• _Exercise aim_
Find the line that contains "Please indicate the green". Then set down that line and all the lines after it, to the end of the records, exactly and with nothing added.

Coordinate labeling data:
┌────────

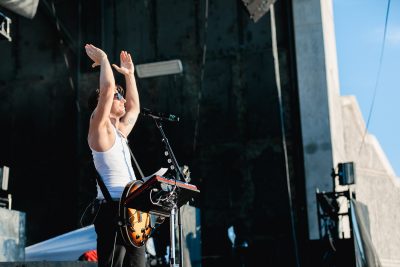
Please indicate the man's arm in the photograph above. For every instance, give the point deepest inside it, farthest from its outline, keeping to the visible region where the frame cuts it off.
(107, 86)
(132, 104)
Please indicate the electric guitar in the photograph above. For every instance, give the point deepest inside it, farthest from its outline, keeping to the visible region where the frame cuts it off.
(135, 225)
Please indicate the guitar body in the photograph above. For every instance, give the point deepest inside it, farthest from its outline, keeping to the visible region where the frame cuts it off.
(135, 225)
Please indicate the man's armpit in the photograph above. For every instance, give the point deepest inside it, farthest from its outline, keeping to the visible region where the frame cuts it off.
(130, 121)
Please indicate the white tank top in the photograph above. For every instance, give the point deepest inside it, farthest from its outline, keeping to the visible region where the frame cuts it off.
(114, 166)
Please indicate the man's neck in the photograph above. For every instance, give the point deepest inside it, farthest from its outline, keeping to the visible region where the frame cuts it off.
(114, 121)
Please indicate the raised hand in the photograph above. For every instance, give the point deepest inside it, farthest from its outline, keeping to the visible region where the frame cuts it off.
(127, 66)
(95, 54)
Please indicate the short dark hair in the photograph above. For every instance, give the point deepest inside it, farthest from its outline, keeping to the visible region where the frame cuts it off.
(94, 97)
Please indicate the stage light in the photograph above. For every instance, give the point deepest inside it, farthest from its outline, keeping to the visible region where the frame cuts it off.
(159, 68)
(4, 173)
(257, 8)
(25, 8)
(346, 173)
(5, 27)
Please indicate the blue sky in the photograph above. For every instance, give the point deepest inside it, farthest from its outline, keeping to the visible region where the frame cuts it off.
(359, 26)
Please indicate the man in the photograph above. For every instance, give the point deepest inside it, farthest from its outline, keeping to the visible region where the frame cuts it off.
(111, 122)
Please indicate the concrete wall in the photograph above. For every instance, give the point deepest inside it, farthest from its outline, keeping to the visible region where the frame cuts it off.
(318, 86)
(376, 187)
(12, 235)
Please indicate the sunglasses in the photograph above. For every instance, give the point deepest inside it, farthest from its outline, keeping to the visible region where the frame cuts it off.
(118, 96)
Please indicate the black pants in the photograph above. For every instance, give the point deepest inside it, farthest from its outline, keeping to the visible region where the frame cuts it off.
(111, 250)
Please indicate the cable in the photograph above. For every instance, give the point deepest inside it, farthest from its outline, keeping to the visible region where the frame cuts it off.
(283, 133)
(377, 77)
(200, 95)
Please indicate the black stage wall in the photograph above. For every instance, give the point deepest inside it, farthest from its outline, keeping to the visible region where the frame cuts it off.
(233, 145)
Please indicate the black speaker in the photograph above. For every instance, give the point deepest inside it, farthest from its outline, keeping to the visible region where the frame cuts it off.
(346, 173)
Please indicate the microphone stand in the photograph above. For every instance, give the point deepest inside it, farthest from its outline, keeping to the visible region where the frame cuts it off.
(175, 209)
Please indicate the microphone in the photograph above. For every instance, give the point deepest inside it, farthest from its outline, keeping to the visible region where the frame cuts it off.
(159, 115)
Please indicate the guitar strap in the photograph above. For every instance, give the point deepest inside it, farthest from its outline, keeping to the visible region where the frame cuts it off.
(136, 163)
(103, 188)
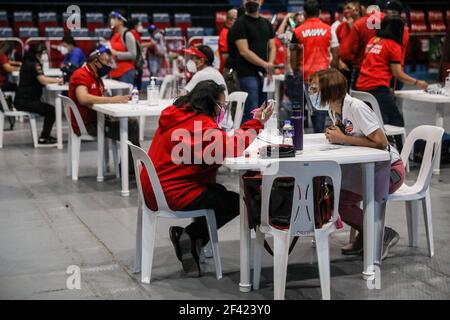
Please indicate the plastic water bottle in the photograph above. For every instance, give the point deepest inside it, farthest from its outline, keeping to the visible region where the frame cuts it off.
(153, 93)
(288, 133)
(297, 121)
(135, 96)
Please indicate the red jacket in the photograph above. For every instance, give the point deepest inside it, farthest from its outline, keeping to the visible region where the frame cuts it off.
(182, 183)
(353, 47)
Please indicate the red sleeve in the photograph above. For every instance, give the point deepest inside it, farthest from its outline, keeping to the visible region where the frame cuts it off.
(3, 59)
(218, 145)
(350, 46)
(223, 44)
(395, 52)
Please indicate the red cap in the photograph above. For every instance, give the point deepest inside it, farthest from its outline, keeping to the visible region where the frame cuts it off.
(193, 51)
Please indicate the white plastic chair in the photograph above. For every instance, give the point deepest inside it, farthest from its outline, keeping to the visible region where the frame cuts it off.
(420, 190)
(302, 222)
(239, 98)
(14, 113)
(390, 130)
(74, 141)
(147, 219)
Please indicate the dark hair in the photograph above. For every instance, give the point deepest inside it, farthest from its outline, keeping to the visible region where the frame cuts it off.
(312, 8)
(392, 28)
(332, 85)
(6, 47)
(69, 40)
(394, 5)
(367, 3)
(133, 23)
(202, 99)
(207, 51)
(34, 49)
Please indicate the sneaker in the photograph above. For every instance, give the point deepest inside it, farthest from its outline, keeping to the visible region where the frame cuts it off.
(174, 234)
(188, 251)
(354, 248)
(390, 239)
(47, 140)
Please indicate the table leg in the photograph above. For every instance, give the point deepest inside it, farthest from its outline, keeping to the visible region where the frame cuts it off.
(439, 123)
(369, 219)
(245, 284)
(100, 145)
(124, 156)
(58, 115)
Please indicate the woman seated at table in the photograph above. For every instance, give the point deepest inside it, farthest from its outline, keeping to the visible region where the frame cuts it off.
(190, 183)
(86, 88)
(383, 61)
(355, 123)
(29, 92)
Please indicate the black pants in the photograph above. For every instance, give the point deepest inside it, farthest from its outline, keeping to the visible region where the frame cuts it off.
(389, 110)
(41, 108)
(225, 205)
(112, 131)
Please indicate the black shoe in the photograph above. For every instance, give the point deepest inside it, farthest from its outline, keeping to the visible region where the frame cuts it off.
(175, 234)
(190, 253)
(390, 239)
(47, 140)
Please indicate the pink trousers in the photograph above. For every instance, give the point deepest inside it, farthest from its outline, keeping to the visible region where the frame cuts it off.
(349, 209)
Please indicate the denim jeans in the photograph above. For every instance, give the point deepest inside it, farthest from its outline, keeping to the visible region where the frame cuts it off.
(127, 77)
(253, 86)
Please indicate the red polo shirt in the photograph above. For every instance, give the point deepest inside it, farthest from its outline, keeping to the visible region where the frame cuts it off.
(85, 77)
(376, 68)
(3, 74)
(316, 38)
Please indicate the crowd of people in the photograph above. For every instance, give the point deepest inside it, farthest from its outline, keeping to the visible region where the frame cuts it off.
(329, 60)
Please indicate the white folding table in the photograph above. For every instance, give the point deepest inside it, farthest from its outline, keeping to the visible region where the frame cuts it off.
(122, 112)
(55, 89)
(440, 101)
(316, 148)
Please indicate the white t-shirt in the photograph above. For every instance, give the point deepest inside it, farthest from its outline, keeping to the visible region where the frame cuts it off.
(209, 73)
(359, 120)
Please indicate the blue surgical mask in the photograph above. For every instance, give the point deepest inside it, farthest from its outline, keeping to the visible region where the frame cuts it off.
(315, 101)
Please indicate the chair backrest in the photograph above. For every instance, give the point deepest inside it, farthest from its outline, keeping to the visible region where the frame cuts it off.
(433, 139)
(3, 102)
(70, 106)
(370, 99)
(142, 160)
(302, 215)
(240, 98)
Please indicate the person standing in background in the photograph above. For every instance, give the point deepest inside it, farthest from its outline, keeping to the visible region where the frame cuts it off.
(123, 49)
(72, 54)
(383, 59)
(318, 40)
(254, 39)
(223, 44)
(340, 17)
(395, 8)
(137, 29)
(352, 14)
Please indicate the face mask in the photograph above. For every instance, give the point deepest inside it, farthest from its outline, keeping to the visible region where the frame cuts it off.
(315, 101)
(191, 66)
(221, 115)
(104, 70)
(63, 50)
(251, 7)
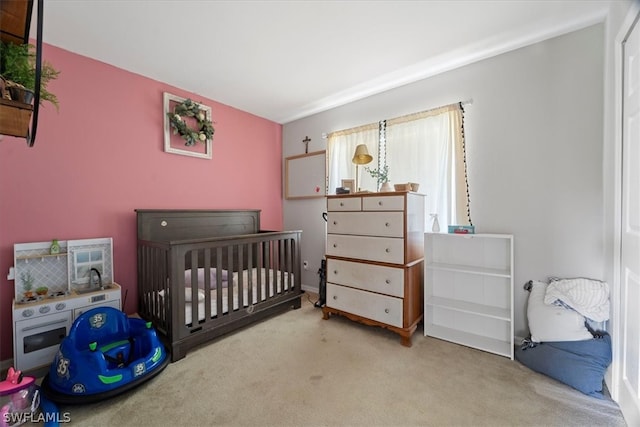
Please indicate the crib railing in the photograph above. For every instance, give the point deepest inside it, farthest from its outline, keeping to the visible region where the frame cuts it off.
(261, 269)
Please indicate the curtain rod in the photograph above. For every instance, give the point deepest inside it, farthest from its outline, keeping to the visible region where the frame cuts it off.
(462, 103)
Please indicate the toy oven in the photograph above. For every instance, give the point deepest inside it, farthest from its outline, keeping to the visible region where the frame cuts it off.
(38, 338)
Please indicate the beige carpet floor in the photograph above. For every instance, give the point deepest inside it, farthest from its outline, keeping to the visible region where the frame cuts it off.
(296, 369)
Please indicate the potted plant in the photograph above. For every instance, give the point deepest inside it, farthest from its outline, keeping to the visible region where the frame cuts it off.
(382, 176)
(17, 67)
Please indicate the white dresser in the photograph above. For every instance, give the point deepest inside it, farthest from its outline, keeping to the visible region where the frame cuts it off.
(375, 257)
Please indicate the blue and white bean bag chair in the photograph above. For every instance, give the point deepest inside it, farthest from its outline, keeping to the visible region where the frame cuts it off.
(563, 345)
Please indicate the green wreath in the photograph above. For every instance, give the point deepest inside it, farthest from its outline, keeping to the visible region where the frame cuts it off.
(188, 108)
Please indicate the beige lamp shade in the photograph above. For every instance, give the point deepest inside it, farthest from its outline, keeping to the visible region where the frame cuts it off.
(361, 156)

└────────

• _Response below_
Please indicate the green wreath in the photograph above. For every instance, give the point deepest inside it, farthest from its outline, keeping to the visible region where the frame cuts it off.
(188, 108)
Please indicate the beige lamp shade in the photograph above. For every instance, give the point deepest inside it, farthest from its outline, keeping to the visible region where the frame cuts it off.
(361, 156)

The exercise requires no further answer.